[Stored data entries]
-- -- --

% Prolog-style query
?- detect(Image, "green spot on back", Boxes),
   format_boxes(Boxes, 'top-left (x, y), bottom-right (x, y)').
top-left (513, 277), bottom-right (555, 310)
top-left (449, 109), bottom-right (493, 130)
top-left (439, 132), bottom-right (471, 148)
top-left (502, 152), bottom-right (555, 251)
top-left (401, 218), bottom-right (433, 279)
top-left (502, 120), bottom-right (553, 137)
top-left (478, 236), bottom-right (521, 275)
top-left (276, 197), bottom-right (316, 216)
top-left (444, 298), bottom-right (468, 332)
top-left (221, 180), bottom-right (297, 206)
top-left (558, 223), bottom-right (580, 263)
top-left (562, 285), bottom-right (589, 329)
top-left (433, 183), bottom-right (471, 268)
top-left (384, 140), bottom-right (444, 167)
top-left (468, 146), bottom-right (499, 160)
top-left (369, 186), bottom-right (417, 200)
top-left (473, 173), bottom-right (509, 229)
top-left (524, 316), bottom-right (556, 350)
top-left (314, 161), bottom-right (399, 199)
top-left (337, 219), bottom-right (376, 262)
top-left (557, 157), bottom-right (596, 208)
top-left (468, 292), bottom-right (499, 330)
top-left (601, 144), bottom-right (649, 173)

-- -- --

Copy out the data shown above in full. Match it exactly.

Solution to this problem:
% Prolog-style query
?- detect(Image, "green spot on back", Boxes),
   format_boxes(Boxes, 'top-left (x, y), bottom-right (x, y)').
top-left (513, 277), bottom-right (555, 310)
top-left (449, 109), bottom-right (493, 130)
top-left (439, 132), bottom-right (471, 148)
top-left (502, 152), bottom-right (555, 251)
top-left (401, 218), bottom-right (433, 279)
top-left (502, 120), bottom-right (553, 137)
top-left (478, 236), bottom-right (521, 275)
top-left (276, 197), bottom-right (316, 216)
top-left (444, 298), bottom-right (468, 332)
top-left (221, 180), bottom-right (297, 206)
top-left (558, 223), bottom-right (580, 263)
top-left (562, 285), bottom-right (589, 329)
top-left (433, 183), bottom-right (471, 268)
top-left (384, 140), bottom-right (444, 167)
top-left (468, 146), bottom-right (499, 160)
top-left (369, 186), bottom-right (417, 200)
top-left (473, 173), bottom-right (509, 229)
top-left (524, 316), bottom-right (556, 350)
top-left (314, 161), bottom-right (399, 199)
top-left (337, 219), bottom-right (376, 262)
top-left (557, 157), bottom-right (596, 208)
top-left (468, 292), bottom-right (499, 330)
top-left (601, 144), bottom-right (649, 173)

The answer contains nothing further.